• _THE PROBLEM_: Restate word for word the line containing "In this exercise you will place a marker on the dark" and each line that follows it, through the last line below, and nothing else.

(Point localization data)
:::::

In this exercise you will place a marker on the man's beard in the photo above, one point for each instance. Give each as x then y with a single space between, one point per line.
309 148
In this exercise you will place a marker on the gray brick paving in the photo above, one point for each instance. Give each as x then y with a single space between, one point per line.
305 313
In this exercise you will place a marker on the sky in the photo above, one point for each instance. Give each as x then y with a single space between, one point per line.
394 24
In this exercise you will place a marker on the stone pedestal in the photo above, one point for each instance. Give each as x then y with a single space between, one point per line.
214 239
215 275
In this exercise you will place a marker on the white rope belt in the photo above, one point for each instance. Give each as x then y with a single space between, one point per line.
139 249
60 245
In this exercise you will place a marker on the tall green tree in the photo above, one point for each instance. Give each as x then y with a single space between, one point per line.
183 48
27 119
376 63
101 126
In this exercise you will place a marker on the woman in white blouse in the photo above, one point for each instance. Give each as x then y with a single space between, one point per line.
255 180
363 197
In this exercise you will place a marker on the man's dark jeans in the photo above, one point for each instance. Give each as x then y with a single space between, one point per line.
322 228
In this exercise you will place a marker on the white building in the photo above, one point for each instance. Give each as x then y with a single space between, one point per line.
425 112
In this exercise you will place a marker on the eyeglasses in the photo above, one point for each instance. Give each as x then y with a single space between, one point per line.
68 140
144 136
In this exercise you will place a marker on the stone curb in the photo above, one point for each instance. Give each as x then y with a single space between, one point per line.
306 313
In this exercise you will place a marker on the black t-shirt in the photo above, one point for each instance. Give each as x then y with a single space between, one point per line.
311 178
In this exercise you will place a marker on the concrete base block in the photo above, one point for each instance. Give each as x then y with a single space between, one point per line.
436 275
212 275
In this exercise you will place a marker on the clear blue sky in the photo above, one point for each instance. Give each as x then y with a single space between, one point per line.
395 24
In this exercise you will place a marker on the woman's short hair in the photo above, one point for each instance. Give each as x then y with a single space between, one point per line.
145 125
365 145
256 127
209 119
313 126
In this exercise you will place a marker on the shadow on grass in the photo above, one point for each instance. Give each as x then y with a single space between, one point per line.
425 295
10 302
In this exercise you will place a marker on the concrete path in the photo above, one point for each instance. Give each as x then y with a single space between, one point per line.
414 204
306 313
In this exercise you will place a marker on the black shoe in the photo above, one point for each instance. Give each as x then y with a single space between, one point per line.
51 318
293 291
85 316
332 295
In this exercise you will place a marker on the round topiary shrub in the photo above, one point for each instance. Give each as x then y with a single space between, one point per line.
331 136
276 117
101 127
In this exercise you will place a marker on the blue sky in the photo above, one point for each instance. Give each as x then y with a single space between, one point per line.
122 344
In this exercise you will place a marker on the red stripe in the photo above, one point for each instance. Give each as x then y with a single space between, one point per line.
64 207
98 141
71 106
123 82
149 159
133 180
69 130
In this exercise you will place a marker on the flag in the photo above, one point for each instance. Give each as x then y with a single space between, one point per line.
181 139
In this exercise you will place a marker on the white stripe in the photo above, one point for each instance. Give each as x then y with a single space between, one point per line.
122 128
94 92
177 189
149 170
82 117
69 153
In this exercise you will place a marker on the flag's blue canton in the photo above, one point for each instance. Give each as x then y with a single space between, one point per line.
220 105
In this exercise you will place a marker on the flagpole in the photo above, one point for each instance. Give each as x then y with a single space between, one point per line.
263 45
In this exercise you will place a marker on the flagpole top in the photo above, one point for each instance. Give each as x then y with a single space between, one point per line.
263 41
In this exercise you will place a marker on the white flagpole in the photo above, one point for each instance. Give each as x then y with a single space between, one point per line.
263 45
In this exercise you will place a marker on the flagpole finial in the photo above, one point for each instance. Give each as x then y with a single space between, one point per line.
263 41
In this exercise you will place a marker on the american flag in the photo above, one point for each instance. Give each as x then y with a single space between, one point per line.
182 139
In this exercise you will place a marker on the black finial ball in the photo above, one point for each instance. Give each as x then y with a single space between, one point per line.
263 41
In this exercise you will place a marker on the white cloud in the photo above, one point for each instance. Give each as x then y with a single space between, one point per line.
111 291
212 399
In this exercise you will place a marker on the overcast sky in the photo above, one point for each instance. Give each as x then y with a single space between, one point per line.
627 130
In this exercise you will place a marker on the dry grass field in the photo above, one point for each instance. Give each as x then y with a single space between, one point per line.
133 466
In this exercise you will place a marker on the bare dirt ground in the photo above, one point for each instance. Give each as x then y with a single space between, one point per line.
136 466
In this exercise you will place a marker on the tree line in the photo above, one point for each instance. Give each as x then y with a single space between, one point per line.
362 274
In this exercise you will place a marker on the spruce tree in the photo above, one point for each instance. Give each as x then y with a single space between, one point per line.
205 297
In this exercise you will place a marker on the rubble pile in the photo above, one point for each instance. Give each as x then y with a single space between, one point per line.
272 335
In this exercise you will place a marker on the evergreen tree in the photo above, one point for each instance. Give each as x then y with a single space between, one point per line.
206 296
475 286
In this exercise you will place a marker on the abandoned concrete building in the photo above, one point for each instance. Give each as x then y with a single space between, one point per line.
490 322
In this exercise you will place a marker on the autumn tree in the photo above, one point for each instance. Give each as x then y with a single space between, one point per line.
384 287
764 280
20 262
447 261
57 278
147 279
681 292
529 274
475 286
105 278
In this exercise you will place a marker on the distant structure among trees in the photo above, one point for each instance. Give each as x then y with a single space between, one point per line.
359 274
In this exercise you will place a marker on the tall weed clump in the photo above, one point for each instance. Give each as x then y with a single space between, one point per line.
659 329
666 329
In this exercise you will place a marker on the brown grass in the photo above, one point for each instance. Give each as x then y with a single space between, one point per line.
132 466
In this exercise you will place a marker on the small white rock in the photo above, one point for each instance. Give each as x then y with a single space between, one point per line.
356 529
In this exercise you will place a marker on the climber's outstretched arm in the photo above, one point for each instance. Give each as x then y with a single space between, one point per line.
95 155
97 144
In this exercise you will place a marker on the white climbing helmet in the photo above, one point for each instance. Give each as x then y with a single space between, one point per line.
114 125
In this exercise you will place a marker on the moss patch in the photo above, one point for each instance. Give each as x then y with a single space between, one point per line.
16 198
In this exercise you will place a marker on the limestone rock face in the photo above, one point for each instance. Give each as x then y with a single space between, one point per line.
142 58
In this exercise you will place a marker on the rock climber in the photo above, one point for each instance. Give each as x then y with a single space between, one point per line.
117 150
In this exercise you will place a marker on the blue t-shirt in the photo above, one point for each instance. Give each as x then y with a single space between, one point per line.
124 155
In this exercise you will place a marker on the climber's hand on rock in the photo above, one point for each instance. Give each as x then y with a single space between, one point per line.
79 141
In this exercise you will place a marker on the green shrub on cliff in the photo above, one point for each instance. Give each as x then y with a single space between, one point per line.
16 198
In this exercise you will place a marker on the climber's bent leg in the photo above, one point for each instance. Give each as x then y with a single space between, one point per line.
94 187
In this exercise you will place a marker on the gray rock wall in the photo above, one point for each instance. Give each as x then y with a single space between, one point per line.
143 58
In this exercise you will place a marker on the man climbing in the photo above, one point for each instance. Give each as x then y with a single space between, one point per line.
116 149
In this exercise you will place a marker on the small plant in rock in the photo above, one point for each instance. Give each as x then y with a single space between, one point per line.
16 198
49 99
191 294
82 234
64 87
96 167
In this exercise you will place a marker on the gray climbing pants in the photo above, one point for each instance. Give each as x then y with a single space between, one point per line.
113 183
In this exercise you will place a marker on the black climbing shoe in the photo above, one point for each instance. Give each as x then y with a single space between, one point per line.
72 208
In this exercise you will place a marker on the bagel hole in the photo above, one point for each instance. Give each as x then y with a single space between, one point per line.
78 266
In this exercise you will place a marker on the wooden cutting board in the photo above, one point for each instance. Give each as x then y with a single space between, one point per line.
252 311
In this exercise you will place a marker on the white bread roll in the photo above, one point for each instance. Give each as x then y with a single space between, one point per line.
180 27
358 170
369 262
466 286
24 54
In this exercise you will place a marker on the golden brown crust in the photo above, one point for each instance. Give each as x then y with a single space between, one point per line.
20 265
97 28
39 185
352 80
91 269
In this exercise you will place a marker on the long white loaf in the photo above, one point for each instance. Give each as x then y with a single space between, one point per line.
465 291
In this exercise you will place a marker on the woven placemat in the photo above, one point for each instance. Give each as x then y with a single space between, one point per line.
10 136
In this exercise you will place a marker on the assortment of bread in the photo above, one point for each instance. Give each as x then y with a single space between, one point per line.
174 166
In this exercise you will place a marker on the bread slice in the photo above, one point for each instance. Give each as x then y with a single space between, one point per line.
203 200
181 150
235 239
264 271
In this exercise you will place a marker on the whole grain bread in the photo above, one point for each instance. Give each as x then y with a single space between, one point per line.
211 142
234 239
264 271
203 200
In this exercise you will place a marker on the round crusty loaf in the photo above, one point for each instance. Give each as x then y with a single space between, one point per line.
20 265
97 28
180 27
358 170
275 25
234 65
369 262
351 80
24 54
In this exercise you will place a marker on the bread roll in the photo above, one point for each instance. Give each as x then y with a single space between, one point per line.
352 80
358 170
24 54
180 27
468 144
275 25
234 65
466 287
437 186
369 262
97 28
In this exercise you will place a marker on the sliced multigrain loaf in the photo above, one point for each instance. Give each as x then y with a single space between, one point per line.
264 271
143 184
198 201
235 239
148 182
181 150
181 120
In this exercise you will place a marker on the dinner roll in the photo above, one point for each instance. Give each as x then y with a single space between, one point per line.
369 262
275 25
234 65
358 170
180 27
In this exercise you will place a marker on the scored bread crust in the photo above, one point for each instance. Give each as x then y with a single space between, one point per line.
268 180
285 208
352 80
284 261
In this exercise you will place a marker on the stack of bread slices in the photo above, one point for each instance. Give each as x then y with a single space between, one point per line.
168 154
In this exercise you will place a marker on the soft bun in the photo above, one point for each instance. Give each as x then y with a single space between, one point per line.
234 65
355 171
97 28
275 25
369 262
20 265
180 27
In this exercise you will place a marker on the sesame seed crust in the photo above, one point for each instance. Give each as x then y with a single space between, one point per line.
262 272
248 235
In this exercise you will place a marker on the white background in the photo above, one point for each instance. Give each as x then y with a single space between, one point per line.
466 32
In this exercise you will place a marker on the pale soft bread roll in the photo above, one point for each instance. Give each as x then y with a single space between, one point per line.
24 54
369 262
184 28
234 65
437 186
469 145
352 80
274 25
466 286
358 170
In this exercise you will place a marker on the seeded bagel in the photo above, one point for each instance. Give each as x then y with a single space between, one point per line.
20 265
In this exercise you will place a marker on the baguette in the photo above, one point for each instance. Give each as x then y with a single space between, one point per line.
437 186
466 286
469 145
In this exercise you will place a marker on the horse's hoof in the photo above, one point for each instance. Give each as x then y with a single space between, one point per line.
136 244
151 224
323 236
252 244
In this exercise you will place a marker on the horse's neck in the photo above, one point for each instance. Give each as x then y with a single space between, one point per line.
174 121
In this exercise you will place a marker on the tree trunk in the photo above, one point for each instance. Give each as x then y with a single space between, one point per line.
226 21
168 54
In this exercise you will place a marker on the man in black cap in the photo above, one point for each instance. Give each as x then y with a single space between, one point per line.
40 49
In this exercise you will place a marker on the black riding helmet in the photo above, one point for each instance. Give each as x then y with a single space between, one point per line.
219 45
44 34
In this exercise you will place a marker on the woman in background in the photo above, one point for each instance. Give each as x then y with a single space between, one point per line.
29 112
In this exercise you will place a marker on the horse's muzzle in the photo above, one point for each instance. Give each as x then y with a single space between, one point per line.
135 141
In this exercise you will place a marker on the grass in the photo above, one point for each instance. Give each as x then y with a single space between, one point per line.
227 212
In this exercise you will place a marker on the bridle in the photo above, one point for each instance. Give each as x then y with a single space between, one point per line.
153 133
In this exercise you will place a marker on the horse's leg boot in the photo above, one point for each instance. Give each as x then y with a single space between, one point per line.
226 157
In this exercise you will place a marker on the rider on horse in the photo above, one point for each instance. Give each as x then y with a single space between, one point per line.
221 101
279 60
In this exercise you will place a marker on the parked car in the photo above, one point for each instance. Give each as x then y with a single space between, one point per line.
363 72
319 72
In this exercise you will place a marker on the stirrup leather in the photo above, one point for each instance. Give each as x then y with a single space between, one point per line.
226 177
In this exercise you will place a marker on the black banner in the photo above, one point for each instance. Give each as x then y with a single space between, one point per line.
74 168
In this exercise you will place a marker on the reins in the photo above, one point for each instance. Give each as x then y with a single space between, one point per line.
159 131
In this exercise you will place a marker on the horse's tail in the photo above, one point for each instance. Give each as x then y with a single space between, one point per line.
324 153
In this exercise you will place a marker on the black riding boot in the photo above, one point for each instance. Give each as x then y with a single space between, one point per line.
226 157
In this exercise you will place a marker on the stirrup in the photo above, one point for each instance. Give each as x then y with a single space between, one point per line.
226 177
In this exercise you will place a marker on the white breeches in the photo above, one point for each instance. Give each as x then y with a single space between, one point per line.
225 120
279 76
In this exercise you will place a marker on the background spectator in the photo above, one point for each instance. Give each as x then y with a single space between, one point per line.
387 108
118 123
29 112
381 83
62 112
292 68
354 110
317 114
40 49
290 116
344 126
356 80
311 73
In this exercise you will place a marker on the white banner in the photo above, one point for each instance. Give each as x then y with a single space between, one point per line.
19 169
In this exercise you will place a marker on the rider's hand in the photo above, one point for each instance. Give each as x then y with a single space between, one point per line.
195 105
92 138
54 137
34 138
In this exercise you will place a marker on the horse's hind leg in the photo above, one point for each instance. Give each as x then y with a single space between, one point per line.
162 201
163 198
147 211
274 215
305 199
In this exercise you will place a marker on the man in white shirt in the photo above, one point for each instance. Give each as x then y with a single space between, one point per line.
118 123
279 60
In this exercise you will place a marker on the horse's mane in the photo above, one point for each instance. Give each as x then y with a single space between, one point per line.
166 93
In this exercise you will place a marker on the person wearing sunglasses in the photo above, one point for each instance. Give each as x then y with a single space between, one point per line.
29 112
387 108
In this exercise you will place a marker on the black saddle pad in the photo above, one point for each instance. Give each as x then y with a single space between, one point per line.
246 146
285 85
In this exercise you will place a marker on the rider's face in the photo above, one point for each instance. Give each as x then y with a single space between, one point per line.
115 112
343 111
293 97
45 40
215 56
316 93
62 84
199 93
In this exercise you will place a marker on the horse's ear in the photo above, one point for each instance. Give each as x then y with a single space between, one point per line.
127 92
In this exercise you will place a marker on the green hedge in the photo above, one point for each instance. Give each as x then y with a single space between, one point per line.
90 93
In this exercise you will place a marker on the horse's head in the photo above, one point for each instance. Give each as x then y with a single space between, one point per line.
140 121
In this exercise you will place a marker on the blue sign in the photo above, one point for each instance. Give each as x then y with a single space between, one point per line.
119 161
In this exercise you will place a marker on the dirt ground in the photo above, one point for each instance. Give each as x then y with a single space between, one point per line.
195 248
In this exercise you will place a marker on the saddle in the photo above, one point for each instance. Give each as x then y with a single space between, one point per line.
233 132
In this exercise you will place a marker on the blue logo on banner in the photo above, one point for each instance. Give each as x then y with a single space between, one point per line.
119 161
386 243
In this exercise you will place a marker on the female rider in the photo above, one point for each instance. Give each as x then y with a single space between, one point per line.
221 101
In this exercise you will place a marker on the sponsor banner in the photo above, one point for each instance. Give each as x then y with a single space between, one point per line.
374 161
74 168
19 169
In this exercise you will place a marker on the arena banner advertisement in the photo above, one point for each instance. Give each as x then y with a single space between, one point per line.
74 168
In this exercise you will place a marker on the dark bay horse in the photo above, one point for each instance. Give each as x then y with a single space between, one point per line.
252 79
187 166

:::::

• _RESULT FOR THIS TASK_:
In this exercise you will place a marker on the dark bay horse in the photo above, one point for each instance. Give each as x then y with a single space between, one point per line.
252 79
187 166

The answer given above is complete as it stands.